» Perintah Latihan
Perbarui baris-baris listing mulai dari baris yang memuat "of the diamond" sampai dengan baris terakhir listing, dengan mengganti "electrical outlet" menjadi "power socket". Tuliskan kembali baris-baris tersebut tanpa perubahan lain.

╭─ Baris Data

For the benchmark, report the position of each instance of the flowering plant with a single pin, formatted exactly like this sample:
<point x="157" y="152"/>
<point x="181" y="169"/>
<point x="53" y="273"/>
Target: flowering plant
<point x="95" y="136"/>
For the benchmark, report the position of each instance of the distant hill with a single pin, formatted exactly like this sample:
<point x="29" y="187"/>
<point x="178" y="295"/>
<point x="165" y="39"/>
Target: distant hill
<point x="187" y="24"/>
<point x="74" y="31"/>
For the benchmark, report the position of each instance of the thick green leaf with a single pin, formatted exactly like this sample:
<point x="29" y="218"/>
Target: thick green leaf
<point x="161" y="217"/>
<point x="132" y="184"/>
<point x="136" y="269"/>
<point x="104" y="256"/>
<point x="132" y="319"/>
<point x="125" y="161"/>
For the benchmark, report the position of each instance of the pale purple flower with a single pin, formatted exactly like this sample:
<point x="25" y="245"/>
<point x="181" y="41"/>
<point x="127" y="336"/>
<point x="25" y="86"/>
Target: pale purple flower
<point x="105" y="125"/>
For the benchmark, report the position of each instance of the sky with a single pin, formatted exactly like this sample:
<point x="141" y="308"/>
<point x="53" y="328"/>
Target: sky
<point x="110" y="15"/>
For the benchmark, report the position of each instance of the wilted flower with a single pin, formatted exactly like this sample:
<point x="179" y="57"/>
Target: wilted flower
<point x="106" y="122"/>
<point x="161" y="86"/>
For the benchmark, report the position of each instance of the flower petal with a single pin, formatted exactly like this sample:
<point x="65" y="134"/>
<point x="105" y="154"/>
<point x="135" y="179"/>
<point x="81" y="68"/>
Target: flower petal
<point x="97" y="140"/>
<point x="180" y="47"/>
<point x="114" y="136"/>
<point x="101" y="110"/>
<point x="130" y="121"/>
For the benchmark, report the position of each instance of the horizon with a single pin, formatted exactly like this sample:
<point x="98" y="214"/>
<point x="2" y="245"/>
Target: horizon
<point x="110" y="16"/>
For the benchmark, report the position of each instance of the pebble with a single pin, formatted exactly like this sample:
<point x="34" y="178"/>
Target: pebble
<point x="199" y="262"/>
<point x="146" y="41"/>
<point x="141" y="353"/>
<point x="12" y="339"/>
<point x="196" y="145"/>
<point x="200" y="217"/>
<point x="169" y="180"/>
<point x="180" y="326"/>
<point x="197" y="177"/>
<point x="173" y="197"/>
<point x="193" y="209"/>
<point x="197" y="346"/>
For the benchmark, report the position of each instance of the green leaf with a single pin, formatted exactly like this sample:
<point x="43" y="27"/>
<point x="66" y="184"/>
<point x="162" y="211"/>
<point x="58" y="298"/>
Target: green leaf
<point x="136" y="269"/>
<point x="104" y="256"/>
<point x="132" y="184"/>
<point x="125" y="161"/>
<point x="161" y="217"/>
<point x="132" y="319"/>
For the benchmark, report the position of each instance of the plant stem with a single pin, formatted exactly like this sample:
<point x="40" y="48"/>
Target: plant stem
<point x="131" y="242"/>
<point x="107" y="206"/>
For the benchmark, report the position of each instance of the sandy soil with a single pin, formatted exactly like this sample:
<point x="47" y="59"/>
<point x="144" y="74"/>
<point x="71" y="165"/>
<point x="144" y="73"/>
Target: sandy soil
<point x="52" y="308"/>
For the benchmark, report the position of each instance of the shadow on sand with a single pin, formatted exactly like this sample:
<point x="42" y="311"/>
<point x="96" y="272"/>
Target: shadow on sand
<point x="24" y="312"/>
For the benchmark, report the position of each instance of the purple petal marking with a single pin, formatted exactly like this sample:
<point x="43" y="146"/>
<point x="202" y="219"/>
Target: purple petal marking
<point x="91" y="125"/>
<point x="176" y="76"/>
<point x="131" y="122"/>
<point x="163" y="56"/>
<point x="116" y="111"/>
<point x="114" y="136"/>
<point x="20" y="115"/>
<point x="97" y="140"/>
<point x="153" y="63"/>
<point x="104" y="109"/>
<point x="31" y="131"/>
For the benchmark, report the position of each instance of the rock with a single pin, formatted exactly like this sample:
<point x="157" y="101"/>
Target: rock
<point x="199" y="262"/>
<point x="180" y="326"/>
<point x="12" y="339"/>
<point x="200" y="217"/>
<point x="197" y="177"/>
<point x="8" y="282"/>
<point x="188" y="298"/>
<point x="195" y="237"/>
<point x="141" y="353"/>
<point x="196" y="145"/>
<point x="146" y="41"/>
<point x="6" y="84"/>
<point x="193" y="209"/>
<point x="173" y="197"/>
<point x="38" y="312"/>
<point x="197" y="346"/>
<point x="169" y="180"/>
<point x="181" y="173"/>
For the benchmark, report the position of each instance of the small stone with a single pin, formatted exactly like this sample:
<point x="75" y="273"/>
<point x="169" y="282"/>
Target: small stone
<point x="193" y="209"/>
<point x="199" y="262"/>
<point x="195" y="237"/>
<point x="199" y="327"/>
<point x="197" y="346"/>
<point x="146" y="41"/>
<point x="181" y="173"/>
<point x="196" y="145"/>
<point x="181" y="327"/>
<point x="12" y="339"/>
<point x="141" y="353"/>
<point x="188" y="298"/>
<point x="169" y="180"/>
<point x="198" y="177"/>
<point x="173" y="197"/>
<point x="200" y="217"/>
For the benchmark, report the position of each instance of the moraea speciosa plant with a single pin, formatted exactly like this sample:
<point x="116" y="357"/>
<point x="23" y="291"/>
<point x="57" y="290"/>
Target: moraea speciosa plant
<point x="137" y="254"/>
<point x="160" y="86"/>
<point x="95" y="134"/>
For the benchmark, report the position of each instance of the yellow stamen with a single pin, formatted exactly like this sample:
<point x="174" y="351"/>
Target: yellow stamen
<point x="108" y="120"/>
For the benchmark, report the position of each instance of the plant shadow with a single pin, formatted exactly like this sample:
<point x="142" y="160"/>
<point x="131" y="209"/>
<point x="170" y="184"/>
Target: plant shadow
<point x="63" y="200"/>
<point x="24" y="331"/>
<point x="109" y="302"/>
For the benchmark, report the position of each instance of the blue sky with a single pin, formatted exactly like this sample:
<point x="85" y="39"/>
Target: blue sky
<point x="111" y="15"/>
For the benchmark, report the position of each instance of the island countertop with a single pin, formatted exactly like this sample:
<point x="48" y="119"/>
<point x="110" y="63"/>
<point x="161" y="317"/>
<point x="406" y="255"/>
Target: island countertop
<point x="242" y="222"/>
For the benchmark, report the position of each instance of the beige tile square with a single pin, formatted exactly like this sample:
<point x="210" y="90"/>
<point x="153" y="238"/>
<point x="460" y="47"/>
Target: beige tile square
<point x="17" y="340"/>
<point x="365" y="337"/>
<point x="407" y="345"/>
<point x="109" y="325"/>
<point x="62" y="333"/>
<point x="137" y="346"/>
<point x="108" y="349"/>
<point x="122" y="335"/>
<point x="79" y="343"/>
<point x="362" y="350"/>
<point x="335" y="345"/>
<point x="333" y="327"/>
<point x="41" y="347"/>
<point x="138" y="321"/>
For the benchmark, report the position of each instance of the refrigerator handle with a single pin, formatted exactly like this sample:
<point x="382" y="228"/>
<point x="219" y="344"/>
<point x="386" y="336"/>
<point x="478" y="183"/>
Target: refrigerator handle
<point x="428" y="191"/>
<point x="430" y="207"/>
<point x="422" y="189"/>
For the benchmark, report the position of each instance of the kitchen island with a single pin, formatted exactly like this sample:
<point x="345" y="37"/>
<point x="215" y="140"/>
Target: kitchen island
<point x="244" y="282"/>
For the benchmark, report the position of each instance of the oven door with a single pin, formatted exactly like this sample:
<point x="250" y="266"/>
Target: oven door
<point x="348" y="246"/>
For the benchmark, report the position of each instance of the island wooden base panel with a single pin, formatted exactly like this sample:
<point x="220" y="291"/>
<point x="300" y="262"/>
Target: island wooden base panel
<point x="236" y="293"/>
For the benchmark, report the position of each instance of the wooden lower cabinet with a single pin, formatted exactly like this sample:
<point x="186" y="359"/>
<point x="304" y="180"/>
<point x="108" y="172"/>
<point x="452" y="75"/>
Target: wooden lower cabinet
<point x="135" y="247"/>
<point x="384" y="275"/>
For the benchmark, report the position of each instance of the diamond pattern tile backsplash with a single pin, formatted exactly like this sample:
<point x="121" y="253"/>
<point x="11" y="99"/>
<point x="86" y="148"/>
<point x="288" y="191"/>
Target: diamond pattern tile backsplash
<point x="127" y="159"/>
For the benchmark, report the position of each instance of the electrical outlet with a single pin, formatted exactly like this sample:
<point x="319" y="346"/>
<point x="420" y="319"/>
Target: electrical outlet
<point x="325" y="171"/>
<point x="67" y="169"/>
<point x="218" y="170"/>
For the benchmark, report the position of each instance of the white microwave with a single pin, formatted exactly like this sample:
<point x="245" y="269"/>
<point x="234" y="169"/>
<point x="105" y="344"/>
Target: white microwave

╰─

» Hasil Tugas Ini
For the benchmark, report the position of each instance of the diamond pattern tile backsplash with a single pin, formatted exactly like this sample:
<point x="121" y="253"/>
<point x="11" y="99"/>
<point x="86" y="148"/>
<point x="288" y="191"/>
Target: diamond pattern tile backsplash
<point x="127" y="159"/>
For the benchmark, report the position of each instance of the power socket with a single pin, formatted exactly like this sample:
<point x="319" y="346"/>
<point x="420" y="319"/>
Target: power socket
<point x="325" y="171"/>
<point x="67" y="169"/>
<point x="218" y="170"/>
For the benchmark, report the position of each instance of the white microwave with a single pin, formatted exactly like this sample:
<point x="245" y="269"/>
<point x="234" y="169"/>
<point x="105" y="344"/>
Target: white microwave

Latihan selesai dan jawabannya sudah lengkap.